**WHAT THE TASK ASKS**
Repeat all of the data below word for word, keeping no images.

**GIVEN RECORDS**
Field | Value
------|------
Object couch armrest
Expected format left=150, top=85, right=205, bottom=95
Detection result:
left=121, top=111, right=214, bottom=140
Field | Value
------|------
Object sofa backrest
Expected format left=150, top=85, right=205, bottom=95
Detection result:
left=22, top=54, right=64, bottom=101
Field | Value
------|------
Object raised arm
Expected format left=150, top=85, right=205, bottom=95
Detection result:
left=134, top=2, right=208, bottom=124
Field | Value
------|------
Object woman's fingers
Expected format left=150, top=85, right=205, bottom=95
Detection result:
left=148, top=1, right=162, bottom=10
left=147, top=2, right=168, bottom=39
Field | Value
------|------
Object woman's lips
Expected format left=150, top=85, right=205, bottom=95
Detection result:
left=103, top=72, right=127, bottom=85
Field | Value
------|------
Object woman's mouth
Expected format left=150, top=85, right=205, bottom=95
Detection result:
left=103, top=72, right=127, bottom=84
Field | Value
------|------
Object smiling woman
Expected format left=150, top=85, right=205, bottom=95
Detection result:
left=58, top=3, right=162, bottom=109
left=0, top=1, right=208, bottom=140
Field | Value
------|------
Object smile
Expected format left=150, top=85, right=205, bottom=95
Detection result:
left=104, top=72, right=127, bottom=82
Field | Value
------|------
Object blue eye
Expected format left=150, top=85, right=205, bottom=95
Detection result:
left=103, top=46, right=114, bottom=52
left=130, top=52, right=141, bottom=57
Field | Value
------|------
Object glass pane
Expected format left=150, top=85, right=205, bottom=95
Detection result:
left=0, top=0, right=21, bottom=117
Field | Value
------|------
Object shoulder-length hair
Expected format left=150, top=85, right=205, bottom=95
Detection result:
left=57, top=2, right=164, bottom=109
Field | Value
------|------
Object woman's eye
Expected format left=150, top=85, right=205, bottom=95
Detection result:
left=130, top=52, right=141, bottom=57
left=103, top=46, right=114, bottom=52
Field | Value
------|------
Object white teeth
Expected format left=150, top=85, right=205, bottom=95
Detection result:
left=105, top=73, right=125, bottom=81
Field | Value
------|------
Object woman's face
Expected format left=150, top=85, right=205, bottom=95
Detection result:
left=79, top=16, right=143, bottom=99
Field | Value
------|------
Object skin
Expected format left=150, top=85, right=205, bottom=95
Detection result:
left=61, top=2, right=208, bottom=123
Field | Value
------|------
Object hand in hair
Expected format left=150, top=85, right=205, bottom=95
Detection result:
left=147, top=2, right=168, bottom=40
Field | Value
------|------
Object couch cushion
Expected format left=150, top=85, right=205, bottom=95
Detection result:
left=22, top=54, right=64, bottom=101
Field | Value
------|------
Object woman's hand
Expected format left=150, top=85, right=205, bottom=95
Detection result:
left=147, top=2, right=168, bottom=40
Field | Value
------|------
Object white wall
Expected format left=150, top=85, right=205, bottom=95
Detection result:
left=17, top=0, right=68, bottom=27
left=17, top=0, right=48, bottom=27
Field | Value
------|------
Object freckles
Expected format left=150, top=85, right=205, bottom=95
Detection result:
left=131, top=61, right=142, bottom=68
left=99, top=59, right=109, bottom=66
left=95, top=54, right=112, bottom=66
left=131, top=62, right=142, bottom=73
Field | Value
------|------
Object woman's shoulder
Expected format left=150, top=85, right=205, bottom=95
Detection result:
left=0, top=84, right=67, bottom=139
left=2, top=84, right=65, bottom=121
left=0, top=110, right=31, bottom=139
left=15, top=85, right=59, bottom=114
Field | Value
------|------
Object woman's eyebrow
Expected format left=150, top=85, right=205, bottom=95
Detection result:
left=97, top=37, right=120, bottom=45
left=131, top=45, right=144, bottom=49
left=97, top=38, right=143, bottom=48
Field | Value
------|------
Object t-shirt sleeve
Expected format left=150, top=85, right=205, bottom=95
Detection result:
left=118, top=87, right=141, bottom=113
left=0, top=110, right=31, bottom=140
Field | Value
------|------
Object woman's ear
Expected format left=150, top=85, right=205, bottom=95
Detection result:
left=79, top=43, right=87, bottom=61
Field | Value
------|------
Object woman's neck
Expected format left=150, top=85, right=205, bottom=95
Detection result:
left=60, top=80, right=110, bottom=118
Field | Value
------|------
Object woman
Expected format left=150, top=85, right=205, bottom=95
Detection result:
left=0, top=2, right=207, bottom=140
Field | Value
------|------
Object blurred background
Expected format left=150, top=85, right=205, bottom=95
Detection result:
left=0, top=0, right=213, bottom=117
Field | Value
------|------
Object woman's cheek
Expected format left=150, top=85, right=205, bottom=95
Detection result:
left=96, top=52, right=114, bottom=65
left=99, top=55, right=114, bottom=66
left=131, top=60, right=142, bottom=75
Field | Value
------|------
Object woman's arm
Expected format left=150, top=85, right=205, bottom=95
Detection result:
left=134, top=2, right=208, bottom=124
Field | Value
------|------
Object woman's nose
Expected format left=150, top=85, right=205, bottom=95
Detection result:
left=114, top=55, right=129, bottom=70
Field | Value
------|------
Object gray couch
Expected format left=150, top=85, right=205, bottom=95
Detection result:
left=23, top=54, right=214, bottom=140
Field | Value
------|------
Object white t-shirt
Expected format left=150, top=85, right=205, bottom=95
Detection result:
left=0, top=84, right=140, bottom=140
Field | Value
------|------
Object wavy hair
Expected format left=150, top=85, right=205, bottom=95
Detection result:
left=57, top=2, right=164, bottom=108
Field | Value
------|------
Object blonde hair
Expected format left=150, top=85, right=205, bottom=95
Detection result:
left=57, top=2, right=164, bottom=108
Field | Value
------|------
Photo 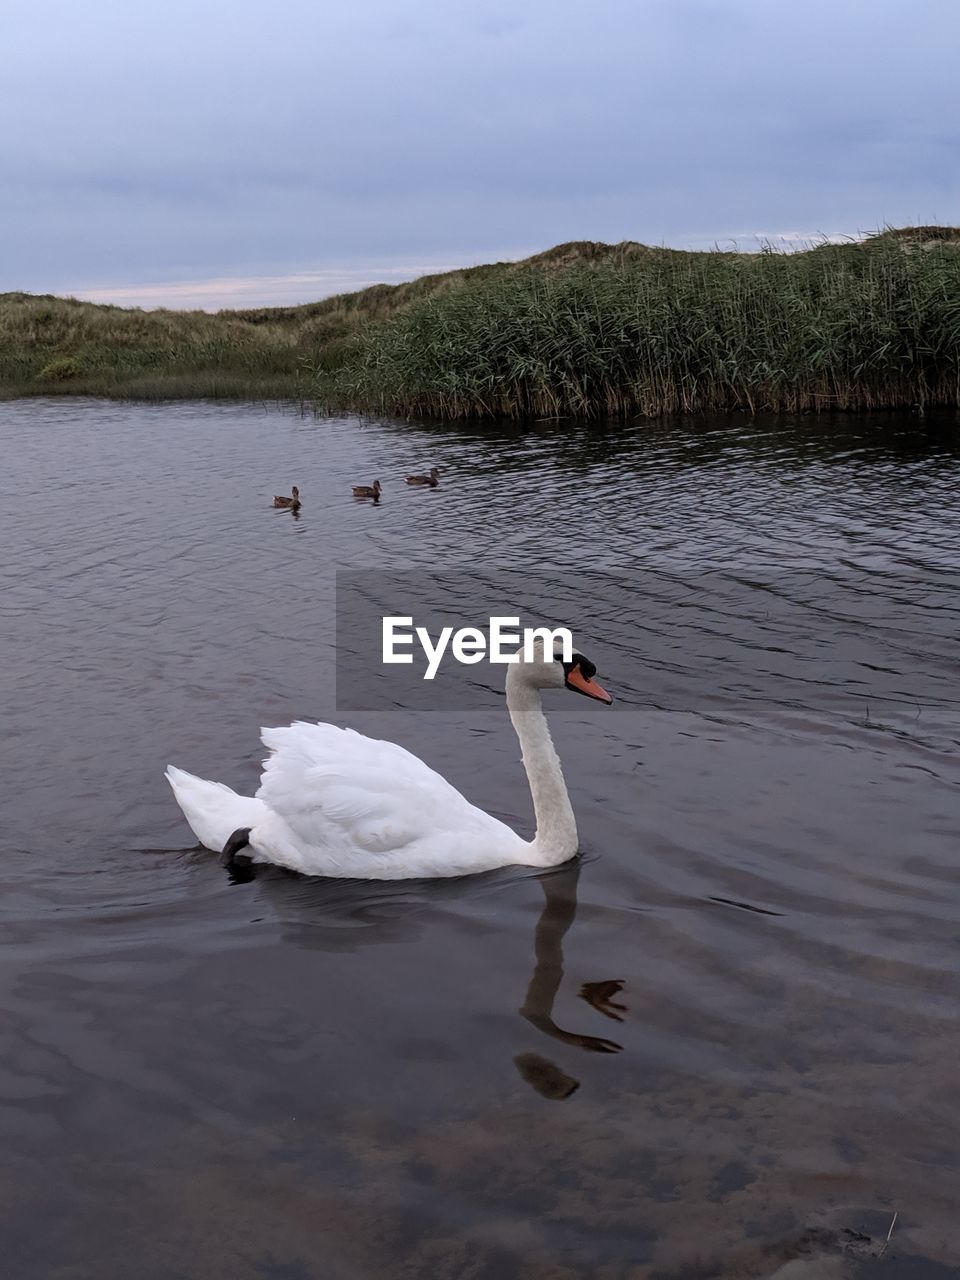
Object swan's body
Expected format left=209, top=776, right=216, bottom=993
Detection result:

**SOLUTION FOR THIS TASK**
Field | Value
------|------
Object couch armrest
Expected format left=150, top=85, right=205, bottom=95
Detection result:
left=121, top=111, right=214, bottom=140
Field | Value
------|------
Object sofa backrest
Expected format left=150, top=85, right=205, bottom=95
Detection result:
left=22, top=54, right=64, bottom=101
Field | Value
------|------
Object raised arm
Expected format left=150, top=85, right=205, bottom=95
Detection result:
left=134, top=2, right=208, bottom=124
Field | Value
------|------
Object woman's fingers
Expected format left=150, top=85, right=205, bottom=95
Detection result:
left=148, top=1, right=162, bottom=10
left=147, top=2, right=168, bottom=39
Field | Value
------|------
Object woman's lips
Expected format left=150, top=85, right=205, bottom=95
Detection result:
left=103, top=72, right=127, bottom=85
Field | Value
------|------
Object woman's mouth
Expected format left=150, top=85, right=205, bottom=95
Detection result:
left=103, top=72, right=127, bottom=84
Field | Value
------|------
Object smiling woman
Expected format left=150, top=85, right=205, bottom=95
Detection result:
left=58, top=3, right=162, bottom=109
left=0, top=1, right=208, bottom=140
Field | Value
------|------
Object smile
Expected format left=150, top=85, right=205, bottom=95
Detection result:
left=104, top=72, right=127, bottom=82
Field | Value
------|------
Object blue eye
Expected format left=150, top=85, right=205, bottom=95
Detection result:
left=103, top=46, right=114, bottom=52
left=130, top=52, right=141, bottom=57
Field | Value
------|------
Object glass pane
Expected format left=150, top=85, right=205, bottom=95
Detection result:
left=0, top=0, right=21, bottom=117
Field | Value
------|------
Object shoulder-length hair
Expected format left=150, top=85, right=205, bottom=95
Detection result:
left=57, top=2, right=164, bottom=109
Field | Value
------|------
Object woman's eye
Expected format left=150, top=85, right=205, bottom=95
Detection result:
left=130, top=52, right=141, bottom=57
left=103, top=46, right=114, bottom=52
Field | Value
------|------
Object white teeth
Expected format left=150, top=85, right=205, bottom=95
Detection result:
left=105, top=73, right=125, bottom=81
Field | Value
------|------
Object woman's face
Expected format left=150, top=85, right=205, bottom=95
Detection result:
left=79, top=16, right=143, bottom=99
Field | Value
------|------
Object skin
Expected format left=150, top=85, right=205, bottom=95
Detection result:
left=61, top=2, right=208, bottom=123
Field | Value
------|------
Object hand in hair
Expected format left=150, top=85, right=205, bottom=95
Detection result:
left=147, top=2, right=168, bottom=40
Field | Value
------|------
Object couch cushion
Expected format left=150, top=85, right=205, bottom=95
Detection result:
left=22, top=54, right=64, bottom=101
Field | Value
------|------
Object woman's hand
Expected format left=150, top=85, right=205, bottom=95
Detection result:
left=147, top=2, right=168, bottom=40
Field | Value
------|------
Object white wall
Expected format left=150, top=85, right=205, bottom=95
Detection result:
left=17, top=0, right=68, bottom=27
left=17, top=0, right=48, bottom=27
Field | Value
------|------
Object freckles
Expected format left=150, top=85, right=205, bottom=95
Detection result:
left=131, top=61, right=142, bottom=68
left=99, top=59, right=109, bottom=66
left=95, top=54, right=112, bottom=66
left=131, top=62, right=142, bottom=73
Field | Value
------|------
Object woman's shoulder
Expected format left=150, top=85, right=205, bottom=95
Detection result:
left=0, top=84, right=67, bottom=139
left=2, top=84, right=65, bottom=121
left=0, top=110, right=31, bottom=139
left=15, top=85, right=59, bottom=114
Field | Value
------|------
Object woman's eyebrow
Expected format left=150, top=85, right=205, bottom=95
Detection result:
left=97, top=37, right=120, bottom=45
left=131, top=45, right=144, bottom=49
left=97, top=38, right=143, bottom=48
Field | Value
------|------
Object t-shirt sleeve
Expected format left=150, top=85, right=205, bottom=95
Detection result:
left=118, top=87, right=141, bottom=113
left=0, top=110, right=31, bottom=140
Field | Value
------|------
Object woman's ear
Expected format left=150, top=85, right=205, bottom=95
Detection result:
left=79, top=43, right=87, bottom=61
Field | Value
------|------
Object woman's neck
Expected format left=150, top=85, right=205, bottom=95
Detection result:
left=60, top=80, right=110, bottom=118
Field | Value
------|------
Object woman
Expected format left=150, top=85, right=205, bottom=95
Detection result:
left=0, top=2, right=207, bottom=140
Field | Value
------|------
Object blurred background
Expected format left=150, top=85, right=205, bottom=95
Detection result:
left=0, top=0, right=213, bottom=117
Field | Value
------|------
Object woman's cheek
Expected format left=150, top=85, right=205, bottom=95
Detection result:
left=96, top=52, right=114, bottom=65
left=99, top=55, right=114, bottom=66
left=131, top=60, right=142, bottom=75
Field | Value
------|------
Object woman's arm
Expected format left=150, top=85, right=205, bottom=95
Detection result:
left=134, top=2, right=208, bottom=124
Field | Value
------|------
Object woman's nose
Expected format left=150, top=85, right=205, bottom=95
Detection result:
left=114, top=55, right=129, bottom=70
Field | Value
------|------
Object gray couch
Expected format left=150, top=85, right=205, bottom=95
Detection result:
left=23, top=54, right=214, bottom=140
Field | Value
------|------
Object white t-shirt
Expected format left=150, top=85, right=205, bottom=95
Detection result:
left=0, top=84, right=140, bottom=140
Field | Value
------|------
Object wavy hair
Expected format left=150, top=85, right=205, bottom=95
Detection result:
left=57, top=2, right=164, bottom=108
Field | Value
------|------
Object blonde hair
Expected format left=150, top=85, right=205, bottom=95
Detection result:
left=57, top=2, right=164, bottom=108
Field | Value
------|------
Photo 
Object swan's body
Expected format left=209, top=776, right=216, bottom=993
Detection result:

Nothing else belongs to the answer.